Note each line in the data holding the string "item" and report it.
::: MATERIAL SUPPLIED :::
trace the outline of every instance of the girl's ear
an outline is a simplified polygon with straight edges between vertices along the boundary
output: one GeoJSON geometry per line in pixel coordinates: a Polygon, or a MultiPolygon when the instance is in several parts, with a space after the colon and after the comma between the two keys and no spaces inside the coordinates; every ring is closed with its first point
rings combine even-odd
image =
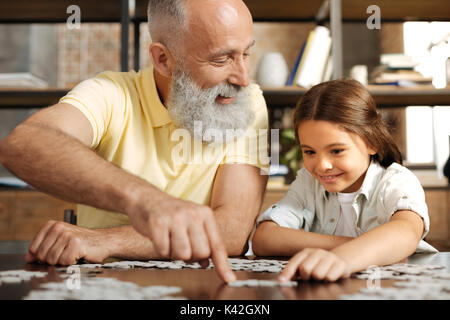
{"type": "Polygon", "coordinates": [[[374,156],[374,155],[376,155],[377,154],[377,149],[375,149],[374,147],[372,147],[371,145],[368,145],[368,151],[369,151],[369,154],[371,155],[371,156],[374,156]]]}
{"type": "Polygon", "coordinates": [[[153,67],[164,77],[171,77],[175,65],[169,49],[161,42],[153,42],[149,47],[153,67]]]}

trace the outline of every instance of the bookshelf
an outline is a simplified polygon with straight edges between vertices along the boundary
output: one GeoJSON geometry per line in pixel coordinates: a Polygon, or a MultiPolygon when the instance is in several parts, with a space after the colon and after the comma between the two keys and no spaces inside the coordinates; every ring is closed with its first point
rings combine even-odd
{"type": "MultiPolygon", "coordinates": [[[[364,22],[369,5],[381,8],[381,20],[385,21],[448,21],[448,0],[330,0],[331,6],[340,3],[340,22],[364,22]]],[[[131,1],[133,2],[133,1],[131,1]]],[[[244,0],[252,12],[255,22],[311,22],[321,7],[322,0],[244,0]]],[[[148,0],[135,0],[134,13],[130,14],[130,0],[15,0],[0,2],[0,23],[62,23],[69,16],[68,6],[81,8],[81,22],[120,22],[122,24],[122,70],[128,70],[128,27],[135,25],[135,53],[139,52],[139,24],[147,21],[148,0]],[[99,10],[101,8],[101,10],[99,10]],[[126,45],[124,45],[126,44],[126,45]]],[[[336,32],[332,36],[336,38],[336,32]]],[[[341,36],[341,35],[340,35],[341,36]]],[[[135,69],[139,66],[138,54],[134,57],[135,69]]],[[[56,102],[70,88],[49,89],[0,89],[0,108],[45,107],[56,102]]],[[[392,88],[369,86],[377,105],[450,105],[450,88],[392,88]]],[[[301,87],[263,88],[269,108],[278,108],[295,103],[305,93],[301,87]]]]}
{"type": "MultiPolygon", "coordinates": [[[[367,87],[377,107],[404,107],[421,105],[450,105],[450,87],[435,89],[430,86],[419,88],[396,88],[393,86],[369,85],[367,87]]],[[[263,88],[266,103],[270,107],[295,105],[307,91],[301,87],[263,88]]]]}

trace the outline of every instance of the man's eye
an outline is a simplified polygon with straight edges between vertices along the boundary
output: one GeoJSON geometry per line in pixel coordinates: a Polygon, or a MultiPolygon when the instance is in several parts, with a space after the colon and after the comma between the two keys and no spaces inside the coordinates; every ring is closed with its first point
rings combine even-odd
{"type": "Polygon", "coordinates": [[[333,153],[333,154],[340,154],[343,151],[344,151],[344,149],[333,149],[333,150],[331,150],[331,153],[333,153]]]}
{"type": "Polygon", "coordinates": [[[304,154],[307,154],[307,155],[312,155],[312,154],[314,154],[315,152],[312,151],[312,150],[305,150],[305,151],[303,151],[303,153],[304,153],[304,154]]]}
{"type": "Polygon", "coordinates": [[[215,60],[213,60],[213,62],[216,64],[225,64],[228,62],[228,58],[215,59],[215,60]]]}

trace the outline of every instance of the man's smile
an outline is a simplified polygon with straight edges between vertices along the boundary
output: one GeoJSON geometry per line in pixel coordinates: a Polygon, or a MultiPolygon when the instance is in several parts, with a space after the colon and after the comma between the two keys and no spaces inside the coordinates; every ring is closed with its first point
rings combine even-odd
{"type": "Polygon", "coordinates": [[[216,102],[220,103],[220,104],[230,104],[230,103],[233,103],[233,101],[234,101],[234,97],[225,97],[225,96],[218,95],[216,98],[216,102]]]}

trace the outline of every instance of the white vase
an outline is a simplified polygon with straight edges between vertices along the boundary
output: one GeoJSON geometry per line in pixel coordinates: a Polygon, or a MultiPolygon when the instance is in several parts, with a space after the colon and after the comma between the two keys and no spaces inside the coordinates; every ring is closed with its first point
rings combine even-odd
{"type": "Polygon", "coordinates": [[[256,81],[265,87],[283,87],[288,73],[283,55],[279,52],[267,52],[259,61],[256,81]]]}

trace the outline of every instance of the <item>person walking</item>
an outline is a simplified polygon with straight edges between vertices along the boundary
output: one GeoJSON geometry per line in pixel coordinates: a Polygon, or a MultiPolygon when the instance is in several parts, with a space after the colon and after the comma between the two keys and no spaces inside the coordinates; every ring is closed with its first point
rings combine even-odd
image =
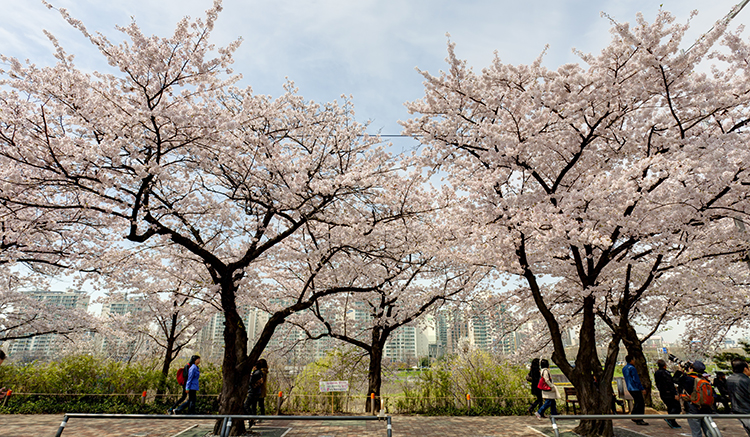
{"type": "MultiPolygon", "coordinates": [[[[729,403],[734,414],[750,414],[750,366],[742,358],[732,360],[732,374],[727,378],[729,403]]],[[[750,436],[750,419],[738,419],[750,436]]]]}
{"type": "Polygon", "coordinates": [[[258,364],[260,364],[260,371],[263,372],[263,383],[260,386],[260,401],[259,401],[259,409],[260,409],[260,415],[265,416],[266,415],[266,395],[268,394],[268,362],[261,358],[258,360],[258,364]]]}
{"type": "Polygon", "coordinates": [[[557,393],[555,383],[552,381],[552,375],[549,372],[549,361],[541,360],[539,362],[539,367],[541,367],[541,371],[539,373],[538,387],[542,391],[544,404],[539,407],[539,410],[537,410],[535,415],[537,419],[542,419],[545,417],[544,411],[547,408],[550,408],[550,415],[557,416],[557,398],[559,398],[560,395],[557,393]]]}
{"type": "MultiPolygon", "coordinates": [[[[260,404],[260,414],[262,416],[266,415],[265,396],[261,396],[263,395],[263,386],[266,384],[266,375],[268,375],[268,363],[261,358],[255,363],[253,373],[250,374],[250,386],[247,389],[247,397],[243,404],[246,414],[251,416],[258,415],[258,406],[260,404]]],[[[253,424],[255,424],[255,421],[250,419],[248,428],[252,428],[253,424]]]]}
{"type": "MultiPolygon", "coordinates": [[[[2,349],[0,349],[0,364],[3,364],[3,361],[5,361],[5,352],[3,352],[2,349]]],[[[0,388],[0,399],[5,399],[8,396],[8,389],[5,387],[0,388]]]]}
{"type": "Polygon", "coordinates": [[[198,379],[201,376],[201,371],[198,367],[200,363],[201,357],[198,355],[190,357],[190,369],[188,370],[188,378],[185,383],[185,390],[187,390],[188,399],[182,405],[177,407],[175,414],[180,413],[185,408],[187,408],[188,414],[195,414],[195,406],[198,401],[198,379]]]}
{"type": "MultiPolygon", "coordinates": [[[[688,414],[712,414],[713,413],[713,388],[711,383],[703,376],[706,365],[702,361],[695,360],[685,365],[685,372],[675,372],[678,378],[678,388],[682,398],[687,402],[688,414]]],[[[706,437],[711,435],[708,425],[701,419],[688,419],[690,433],[693,437],[706,437]]]]}
{"type": "MultiPolygon", "coordinates": [[[[633,397],[633,410],[630,414],[645,414],[646,401],[644,400],[644,396],[646,396],[646,389],[641,384],[641,378],[638,376],[638,370],[635,368],[635,357],[628,354],[625,357],[625,362],[627,364],[622,368],[622,376],[625,379],[625,386],[628,388],[630,396],[633,397]]],[[[648,422],[643,419],[632,420],[637,425],[648,425],[648,422]]]]}
{"type": "MultiPolygon", "coordinates": [[[[169,409],[167,410],[167,414],[174,414],[174,410],[178,406],[180,406],[180,404],[185,400],[185,398],[187,398],[187,390],[185,389],[185,386],[187,385],[187,377],[189,373],[190,373],[190,363],[186,364],[185,367],[182,368],[181,375],[178,374],[178,377],[181,376],[183,378],[182,384],[180,384],[180,388],[182,388],[182,396],[180,396],[180,398],[177,399],[177,402],[175,402],[174,405],[169,407],[169,409]]],[[[180,380],[178,379],[177,382],[180,382],[180,380]]]]}
{"type": "MultiPolygon", "coordinates": [[[[677,395],[677,389],[674,386],[672,374],[667,370],[667,362],[657,360],[656,367],[658,370],[654,373],[654,383],[659,390],[659,397],[667,407],[667,414],[680,414],[680,397],[677,395]]],[[[664,419],[670,428],[682,428],[675,419],[664,419]]]]}
{"type": "Polygon", "coordinates": [[[727,388],[727,377],[724,372],[716,372],[716,377],[711,383],[714,386],[714,413],[718,413],[719,403],[724,406],[724,411],[729,412],[732,407],[729,402],[729,389],[727,388]]]}
{"type": "Polygon", "coordinates": [[[529,374],[526,375],[526,380],[531,383],[531,395],[536,398],[529,407],[529,414],[535,412],[544,403],[544,399],[542,399],[542,390],[539,388],[540,373],[539,358],[534,358],[531,360],[529,374]]]}

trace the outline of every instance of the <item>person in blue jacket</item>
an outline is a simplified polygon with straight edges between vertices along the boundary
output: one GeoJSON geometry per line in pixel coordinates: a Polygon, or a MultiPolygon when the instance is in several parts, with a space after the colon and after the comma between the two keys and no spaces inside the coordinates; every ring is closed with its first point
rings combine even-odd
{"type": "MultiPolygon", "coordinates": [[[[630,414],[644,414],[646,412],[646,401],[643,397],[646,396],[646,389],[643,388],[641,378],[638,376],[638,370],[633,365],[635,357],[627,355],[625,362],[628,364],[622,368],[622,376],[625,379],[625,385],[630,392],[630,396],[633,397],[633,411],[630,414]]],[[[633,422],[637,425],[648,425],[648,422],[643,419],[633,419],[633,422]]]]}
{"type": "Polygon", "coordinates": [[[201,363],[201,357],[193,355],[190,357],[190,369],[188,370],[188,378],[185,383],[185,390],[187,390],[188,399],[177,407],[175,413],[180,413],[182,410],[187,408],[188,414],[195,414],[195,404],[198,397],[198,378],[201,376],[201,371],[198,368],[198,364],[201,363]]]}

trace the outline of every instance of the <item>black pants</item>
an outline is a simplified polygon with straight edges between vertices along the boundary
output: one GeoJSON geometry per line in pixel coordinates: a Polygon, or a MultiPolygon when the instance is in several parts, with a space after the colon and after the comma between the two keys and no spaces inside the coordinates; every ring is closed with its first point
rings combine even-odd
{"type": "Polygon", "coordinates": [[[248,396],[245,399],[244,407],[245,407],[245,412],[252,416],[256,416],[258,414],[258,409],[260,407],[260,415],[265,416],[266,415],[266,398],[261,398],[258,396],[248,396]]]}
{"type": "Polygon", "coordinates": [[[532,391],[531,394],[533,394],[534,396],[536,396],[536,399],[534,400],[534,403],[532,403],[531,406],[529,407],[529,412],[533,413],[534,411],[536,411],[537,409],[539,409],[539,407],[542,406],[542,404],[544,403],[544,399],[542,399],[542,391],[541,390],[532,391]]]}
{"type": "Polygon", "coordinates": [[[183,385],[182,396],[180,396],[180,399],[178,399],[177,402],[175,402],[174,405],[172,405],[171,409],[174,410],[175,408],[177,408],[185,400],[186,397],[187,397],[187,391],[185,390],[185,386],[183,385]]]}
{"type": "MultiPolygon", "coordinates": [[[[680,405],[680,401],[674,398],[674,393],[662,394],[661,392],[659,392],[659,397],[661,398],[661,401],[664,402],[664,406],[667,407],[667,414],[682,413],[682,406],[680,405]]],[[[677,420],[675,419],[668,419],[667,421],[670,422],[672,425],[677,425],[677,420]]]]}
{"type": "Polygon", "coordinates": [[[633,411],[630,414],[643,414],[646,412],[646,401],[643,400],[643,392],[638,390],[631,391],[630,396],[633,397],[633,411]]]}
{"type": "Polygon", "coordinates": [[[198,400],[198,390],[188,390],[187,395],[188,395],[187,402],[177,407],[175,412],[179,413],[180,411],[187,408],[188,414],[195,414],[195,404],[198,400]]]}
{"type": "Polygon", "coordinates": [[[682,413],[682,406],[680,405],[680,401],[674,398],[674,395],[671,397],[667,396],[666,399],[662,398],[662,402],[664,402],[664,405],[667,407],[667,413],[669,414],[680,414],[682,413]]]}

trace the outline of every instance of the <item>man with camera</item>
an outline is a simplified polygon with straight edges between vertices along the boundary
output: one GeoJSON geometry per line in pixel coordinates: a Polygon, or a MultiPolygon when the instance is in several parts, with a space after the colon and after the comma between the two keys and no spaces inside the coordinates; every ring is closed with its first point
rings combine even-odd
{"type": "MultiPolygon", "coordinates": [[[[688,414],[712,414],[714,390],[711,383],[703,376],[706,365],[702,361],[681,363],[684,371],[675,372],[675,379],[682,399],[687,401],[688,414]]],[[[692,437],[710,436],[708,425],[701,419],[688,419],[692,437]]]]}
{"type": "MultiPolygon", "coordinates": [[[[727,378],[729,401],[734,414],[750,414],[750,367],[742,358],[732,360],[732,373],[727,378]]],[[[750,436],[750,419],[739,419],[750,436]]]]}

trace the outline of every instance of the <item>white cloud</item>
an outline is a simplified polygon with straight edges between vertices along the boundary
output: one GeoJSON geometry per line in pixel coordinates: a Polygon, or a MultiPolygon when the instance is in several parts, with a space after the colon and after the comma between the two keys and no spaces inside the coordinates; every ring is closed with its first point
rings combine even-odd
{"type": "MultiPolygon", "coordinates": [[[[596,52],[609,39],[606,11],[620,21],[633,22],[637,11],[652,19],[660,4],[684,22],[692,9],[692,41],[729,12],[737,0],[225,0],[214,32],[223,45],[243,37],[235,71],[256,92],[278,95],[285,77],[294,80],[310,99],[327,101],[354,95],[358,117],[374,119],[374,128],[396,133],[396,121],[407,116],[403,102],[422,94],[415,67],[433,73],[444,68],[445,33],[457,43],[459,56],[475,69],[485,67],[493,52],[504,62],[529,63],[550,45],[545,63],[551,67],[577,62],[573,47],[596,52]]],[[[146,33],[171,34],[183,16],[199,17],[211,0],[53,0],[83,20],[91,31],[113,40],[115,24],[134,18],[146,33]]],[[[0,0],[0,53],[37,63],[52,62],[51,46],[42,29],[58,36],[85,69],[105,63],[55,11],[35,0],[0,0]]],[[[750,8],[736,22],[750,17],[750,8]]]]}

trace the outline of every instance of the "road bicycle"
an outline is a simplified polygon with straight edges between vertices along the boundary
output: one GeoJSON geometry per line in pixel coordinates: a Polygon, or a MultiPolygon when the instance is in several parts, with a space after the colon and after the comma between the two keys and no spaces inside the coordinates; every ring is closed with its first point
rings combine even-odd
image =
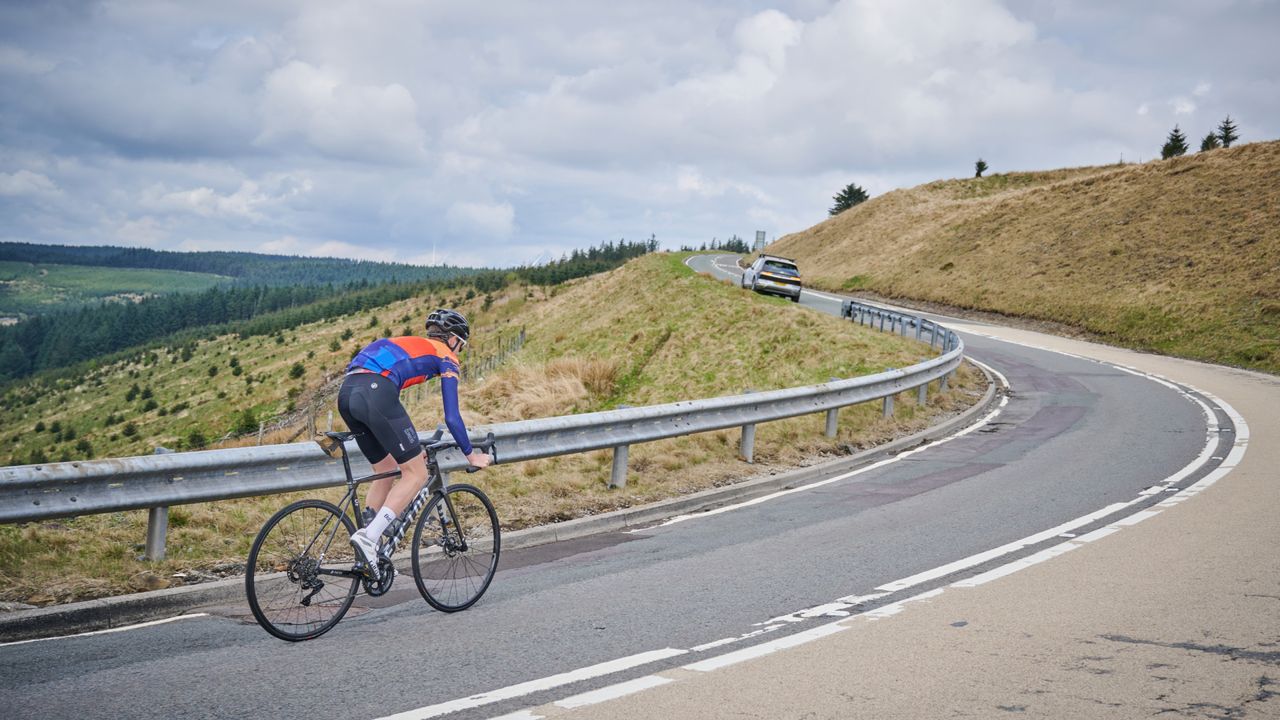
{"type": "MultiPolygon", "coordinates": [[[[366,572],[368,568],[351,547],[351,534],[367,522],[356,488],[365,482],[399,477],[400,471],[353,477],[346,442],[356,433],[326,432],[317,438],[330,457],[342,458],[347,493],[337,505],[318,499],[299,500],[262,526],[249,550],[244,579],[249,609],[259,625],[283,640],[310,640],[337,625],[361,589],[370,597],[386,594],[397,575],[391,556],[410,526],[414,527],[410,553],[413,578],[431,607],[457,612],[484,595],[498,568],[498,515],[479,488],[446,482],[437,456],[457,443],[441,441],[441,436],[437,431],[423,448],[427,484],[384,533],[376,573],[366,572]]],[[[475,447],[491,453],[497,461],[492,433],[475,447]]],[[[478,469],[468,468],[467,472],[478,469]]]]}

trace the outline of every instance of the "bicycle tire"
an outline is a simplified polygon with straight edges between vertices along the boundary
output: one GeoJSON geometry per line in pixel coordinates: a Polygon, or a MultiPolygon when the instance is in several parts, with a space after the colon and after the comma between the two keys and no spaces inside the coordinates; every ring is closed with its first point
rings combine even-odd
{"type": "Polygon", "coordinates": [[[448,487],[436,494],[413,531],[413,579],[431,607],[458,612],[475,604],[498,569],[502,530],[493,503],[479,488],[448,487]],[[446,519],[452,506],[454,517],[446,519]]]}
{"type": "Polygon", "coordinates": [[[264,630],[281,640],[317,638],[350,609],[360,586],[320,569],[351,570],[351,518],[332,503],[299,500],[271,516],[249,550],[245,594],[264,630]],[[336,523],[336,524],[335,524],[336,523]]]}

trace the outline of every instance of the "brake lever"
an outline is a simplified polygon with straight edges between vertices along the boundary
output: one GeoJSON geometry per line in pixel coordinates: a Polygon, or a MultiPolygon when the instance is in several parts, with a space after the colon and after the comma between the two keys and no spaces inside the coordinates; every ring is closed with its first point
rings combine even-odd
{"type": "MultiPolygon", "coordinates": [[[[481,443],[481,445],[487,445],[487,446],[488,446],[488,450],[489,450],[489,457],[490,457],[490,458],[493,458],[493,460],[492,460],[492,464],[495,464],[495,465],[496,465],[496,464],[498,463],[498,444],[497,444],[496,442],[494,442],[494,439],[493,439],[493,433],[489,433],[489,436],[488,436],[488,437],[486,437],[486,438],[484,439],[484,442],[483,442],[483,443],[481,443]]],[[[476,466],[474,466],[474,465],[468,465],[468,466],[467,466],[467,473],[468,473],[468,474],[470,474],[470,473],[473,473],[473,472],[479,472],[479,471],[480,471],[480,470],[482,470],[482,469],[483,469],[483,468],[478,468],[478,467],[476,467],[476,466]]]]}

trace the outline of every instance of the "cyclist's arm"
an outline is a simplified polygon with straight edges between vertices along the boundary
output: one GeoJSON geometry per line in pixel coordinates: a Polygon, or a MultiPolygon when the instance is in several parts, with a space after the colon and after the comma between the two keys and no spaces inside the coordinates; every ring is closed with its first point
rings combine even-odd
{"type": "Polygon", "coordinates": [[[440,395],[444,400],[444,424],[449,428],[449,434],[458,443],[462,454],[470,455],[471,438],[467,436],[467,426],[462,422],[462,414],[458,412],[458,378],[442,375],[440,395]]]}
:::
=== SOLUTION ===
trace the outline of every instance of the <item>person walking</item>
trace the outline of every instance of the <item>person in blue jacket</item>
trace the outline of every instance of the <item>black pants</item>
trace the outline of every instance of the <item>man with camera</item>
trace the outline of every instance of the <item>white cloud</item>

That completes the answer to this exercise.